Given exercise:
Can you copy the lines from the one that contains "In this exercise you will tag the green stem" through the end of the material below, exactly and with nothing else?

Photo object pointing records
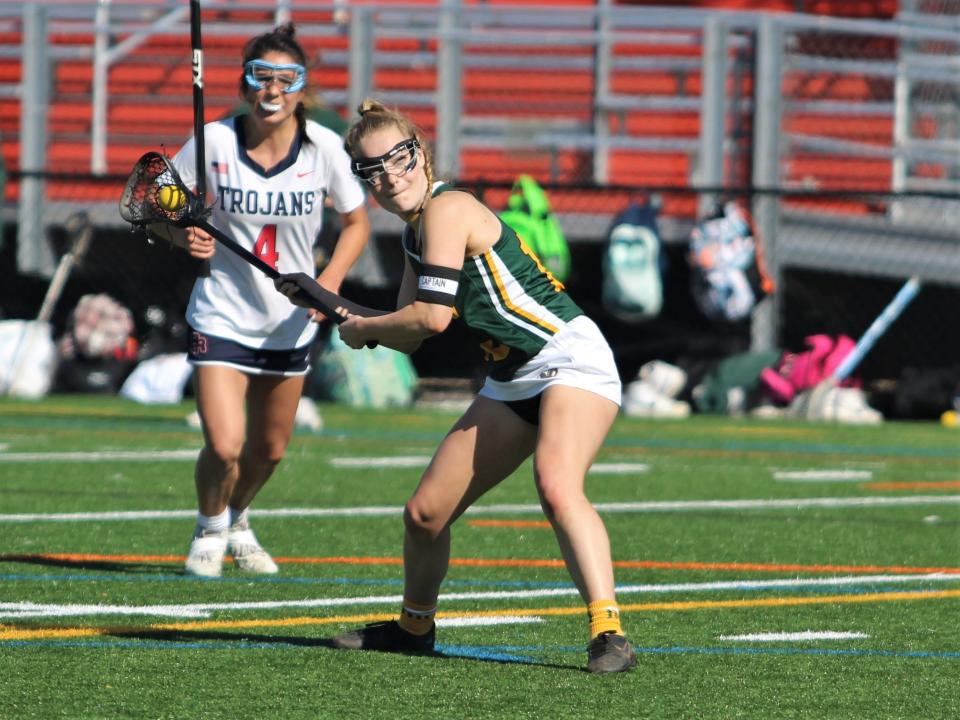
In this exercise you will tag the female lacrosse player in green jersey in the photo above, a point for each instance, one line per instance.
(552, 390)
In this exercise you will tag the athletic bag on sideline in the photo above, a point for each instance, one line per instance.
(529, 214)
(632, 284)
(727, 273)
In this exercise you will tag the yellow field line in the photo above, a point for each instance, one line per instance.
(12, 632)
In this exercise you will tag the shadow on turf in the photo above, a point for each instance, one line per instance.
(456, 653)
(68, 563)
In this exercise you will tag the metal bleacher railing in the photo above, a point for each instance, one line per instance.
(843, 134)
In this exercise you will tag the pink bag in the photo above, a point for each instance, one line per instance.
(800, 371)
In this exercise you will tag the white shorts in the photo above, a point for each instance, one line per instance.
(577, 356)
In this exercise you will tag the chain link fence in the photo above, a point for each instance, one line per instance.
(841, 135)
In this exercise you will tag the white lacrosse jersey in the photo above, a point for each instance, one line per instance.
(276, 214)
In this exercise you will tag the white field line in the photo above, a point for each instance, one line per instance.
(510, 509)
(203, 610)
(489, 620)
(795, 637)
(387, 462)
(101, 456)
(618, 468)
(822, 475)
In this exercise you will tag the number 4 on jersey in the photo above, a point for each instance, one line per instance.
(266, 246)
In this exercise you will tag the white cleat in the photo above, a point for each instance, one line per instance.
(247, 552)
(205, 558)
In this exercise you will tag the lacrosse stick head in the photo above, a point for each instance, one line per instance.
(155, 194)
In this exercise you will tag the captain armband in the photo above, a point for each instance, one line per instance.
(438, 285)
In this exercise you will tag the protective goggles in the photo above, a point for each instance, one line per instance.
(399, 160)
(260, 73)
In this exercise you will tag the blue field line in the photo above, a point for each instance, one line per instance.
(521, 654)
(246, 580)
(153, 426)
(448, 584)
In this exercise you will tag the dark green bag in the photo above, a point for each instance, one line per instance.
(529, 214)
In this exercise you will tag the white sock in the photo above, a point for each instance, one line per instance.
(214, 523)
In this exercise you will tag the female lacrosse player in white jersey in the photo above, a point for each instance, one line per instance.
(268, 174)
(552, 391)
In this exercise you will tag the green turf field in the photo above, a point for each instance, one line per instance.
(765, 570)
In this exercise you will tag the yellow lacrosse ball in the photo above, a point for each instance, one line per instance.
(171, 198)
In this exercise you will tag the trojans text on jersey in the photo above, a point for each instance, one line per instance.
(268, 202)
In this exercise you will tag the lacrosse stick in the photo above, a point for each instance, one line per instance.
(155, 193)
(816, 399)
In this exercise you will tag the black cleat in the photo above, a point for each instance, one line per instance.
(386, 637)
(609, 652)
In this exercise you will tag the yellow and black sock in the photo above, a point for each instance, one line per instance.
(416, 619)
(604, 617)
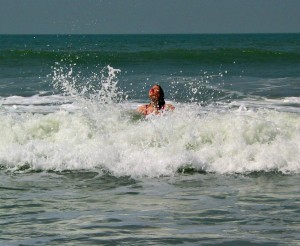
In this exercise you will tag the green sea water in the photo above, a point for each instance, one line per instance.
(79, 165)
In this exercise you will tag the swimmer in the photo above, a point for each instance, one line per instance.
(157, 102)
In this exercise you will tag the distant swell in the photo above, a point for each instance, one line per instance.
(211, 56)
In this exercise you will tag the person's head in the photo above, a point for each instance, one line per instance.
(156, 94)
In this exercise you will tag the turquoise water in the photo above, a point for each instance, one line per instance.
(79, 165)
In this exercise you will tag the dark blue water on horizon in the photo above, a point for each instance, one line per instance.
(79, 165)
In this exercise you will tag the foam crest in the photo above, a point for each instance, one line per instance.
(120, 142)
(93, 131)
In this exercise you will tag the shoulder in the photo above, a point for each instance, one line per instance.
(142, 109)
(169, 106)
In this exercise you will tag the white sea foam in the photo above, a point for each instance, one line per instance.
(93, 134)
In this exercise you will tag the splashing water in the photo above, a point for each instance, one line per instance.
(102, 87)
(103, 134)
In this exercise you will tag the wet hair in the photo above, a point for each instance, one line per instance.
(161, 99)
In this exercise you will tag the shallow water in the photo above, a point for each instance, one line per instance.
(79, 165)
(71, 208)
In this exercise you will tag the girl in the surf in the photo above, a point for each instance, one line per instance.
(157, 102)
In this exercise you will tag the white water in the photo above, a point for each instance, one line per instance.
(73, 132)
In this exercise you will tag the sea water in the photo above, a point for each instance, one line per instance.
(79, 165)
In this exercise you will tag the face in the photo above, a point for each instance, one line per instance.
(154, 92)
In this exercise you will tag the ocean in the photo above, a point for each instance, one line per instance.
(79, 165)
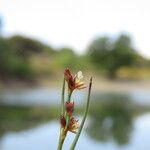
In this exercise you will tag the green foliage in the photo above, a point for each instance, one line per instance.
(109, 55)
(65, 58)
(15, 53)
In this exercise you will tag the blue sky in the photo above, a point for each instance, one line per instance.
(75, 23)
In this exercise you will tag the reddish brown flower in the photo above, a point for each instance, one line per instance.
(69, 107)
(73, 125)
(74, 82)
(62, 121)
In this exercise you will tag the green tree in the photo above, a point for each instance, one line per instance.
(109, 55)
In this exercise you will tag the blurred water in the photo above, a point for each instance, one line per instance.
(37, 96)
(45, 97)
(45, 137)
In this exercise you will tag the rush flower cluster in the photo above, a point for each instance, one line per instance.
(74, 82)
(67, 119)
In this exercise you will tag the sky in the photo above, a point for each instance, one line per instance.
(75, 23)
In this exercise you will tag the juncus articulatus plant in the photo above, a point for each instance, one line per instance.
(67, 120)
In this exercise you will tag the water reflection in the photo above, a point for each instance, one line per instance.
(112, 118)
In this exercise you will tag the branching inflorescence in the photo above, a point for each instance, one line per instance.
(67, 119)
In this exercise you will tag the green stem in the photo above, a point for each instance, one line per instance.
(84, 117)
(63, 98)
(60, 142)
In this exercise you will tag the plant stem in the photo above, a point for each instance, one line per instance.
(84, 117)
(60, 142)
(63, 98)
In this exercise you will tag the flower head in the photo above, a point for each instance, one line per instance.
(74, 82)
(62, 121)
(69, 107)
(73, 125)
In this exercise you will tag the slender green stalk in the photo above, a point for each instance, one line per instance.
(84, 117)
(60, 143)
(63, 98)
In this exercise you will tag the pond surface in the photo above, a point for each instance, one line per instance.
(116, 121)
(44, 96)
(45, 137)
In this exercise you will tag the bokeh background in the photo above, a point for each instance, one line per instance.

Result:
In this exercise you will tag the green stem in the photo above, a point for each instance, one line per instance.
(84, 117)
(63, 98)
(60, 142)
In this exercise you will tag the plant stem in the photo above, a point for each instance, one line per instance.
(84, 117)
(60, 142)
(63, 98)
In this exercise you will tag the flower head in the photo above, a point for each instance, one line per instance.
(74, 82)
(62, 121)
(69, 107)
(73, 125)
In this exercise you will tag the slender green stalk in the photo above, a point for each instance, one line per instance.
(84, 117)
(60, 143)
(63, 98)
In this exercise you will tag the pond surface in the photo above, a point for each instance, one line per instance.
(116, 121)
(44, 96)
(45, 137)
In this exercise you will tag the bokeh background in the photo above, a point for each instance, one line per instance.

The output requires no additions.